--- Begin Excerpt to read ---

> The patch below does not apply to the 3.6-stable tree.
> If someone wants it applied there, or to any other stable or longterm
> tree, then please email the backport, including the original git commit
> id to <[email protected]>.

> From e7c0c3fa29280d62aa5e11101a674bb3064bd791 Mon Sep 17 00:00:00 2001

Here's my manually fixed up version, as posted to linux-raid
a week ago.  neilb wrote:

> Yes, that looks right.
> 
> NeilBrown

Which is perhaps not the most ringing endorsement, but
I think can be taken as an Acked-By:

A large chunk of it is indentation, so I've included the -b version for
human review, then (below a scissors line) the actual patch to feed to
"git am --scissors".

---- diff -b: do not apply; real patch after scissors line ----
commit 0fbb6ffcf9485ac94c57759849ba415352c131da
Author: NeilBrown <[email protected]>
Date:   Thu Nov 22 14:42:49 2012 +1100

    md/raid10: close race that lose writes lost when replacement completes.
    
    When a replacement operation completes there is a small window
    when the original device is marked 'faulty' and the replacement
    still looks like a replacement.  The faulty should be removed and
    the replacement moved in place very quickly, bit it isn't instant.
    
    So the code write out to the array must handle the possibility that
    the only working device for some slot in the replacement - but it
    doesn't.  If the primary device is faulty it just gives up.  This
    can lead to corruption.
    
    So make the code more robust: if either  the primary or the
    replacement is present and working, write to them.  Only when
    neither are present do we give up.
    
    This bug has been present since replacement was introduced in
    3.3, so it is suitable for any -stable kernel since then.

--- End Excerpt to read ---
--- Begin Source data ---

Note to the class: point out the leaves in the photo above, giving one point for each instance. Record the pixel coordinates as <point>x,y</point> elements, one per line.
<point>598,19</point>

--- End Source data ---

Problems to work on –
(A) Summarize the md/raid10 patch post in two sentences.
(B) Continue the md/raid10 patch post, starting after its last line.
Leave the material aside; it plays no part here.

Final results –
(A) The poster offers a manually fixed-up version of a patch that did not apply to the 3.6-stable tree, treating NeilBrown's reply "Yes, that looks right" as an Acked-By and providing a -b diff for review ahead of the real patch after a scissors line. The commit fixes a race in md/raid10 where, during the brief window after a replacement completes, writes were abandoned if the primary device was faulty, which could lead to corruption; the fix writes to the primary or the replacement whenever either is present and working, and it applies to every stable kernel since 3.3.

(B)
    Reported-by: "George Spelvin" <[email protected]>
    Cc: [email protected]
    Signed-off-by: NeilBrown <[email protected]>

diff -b --git a/drivers/md/raid10.c b/drivers/md/raid10.c
index a48c215..06a359b 100644
--- a/drivers/md/raid10.c
+++ b/drivers/md/raid10.c
@@ -1287,18 +1287,21 @@ retry_write:
                        blocked_rdev = rrdev;
                        break;
                }
+               if (rdev && (test_bit(Faulty, &rdev->flags)
+                            || test_bit(Unmerged, &rdev->flags)))
+                       rdev = NULL;
                if (rrdev && (test_bit(Faulty, &rrdev->flags)
                              || test_bit(Unmerged, &rrdev->flags)))
                        rrdev = NULL;
 
                r10_bio->devs[i].bio = NULL;
                r10_bio->devs[i].repl_bio = NULL;
-               if (!rdev || test_bit(Faulty, &rdev->flags) ||
-                   test_bit(Unmerged, &rdev->flags)) {
+
+               if (!rdev && !rrdev) {
                        set_bit(R10BIO_Degraded, &r10_bio->state);
                        continue;
                }
-               if (test_bit(WriteErrorSeen, &rdev->flags)) {
+               if (rdev && test_bit(WriteErrorSeen, &rdev->flags)) {
                        sector_t first_bad;
                        sector_t dev_sector = r10_bio->devs[i].addr;
                        int bad_sectors;
@@ -1340,8 +1343,10 @@ retry_write:
                                        max_sectors = good_sectors;
                        }
                }
+               if (rdev) {
                        r10_bio->devs[i].bio = bio;
                        atomic_inc(&rdev->nr_pending);
+               }
                if (rrdev) {
                        r10_bio->devs[i].repl_bio = bio;
                        atomic_inc(&rrdev->nr_pending);
@@ -1397,18 +1402,17 @@ retry_write:
        for (i = 0; i < conf->copies; i++) {
                struct bio *mbio;
                int d = r10_bio->devs[i].devnum;
-               if (!r10_bio->devs[i].bio)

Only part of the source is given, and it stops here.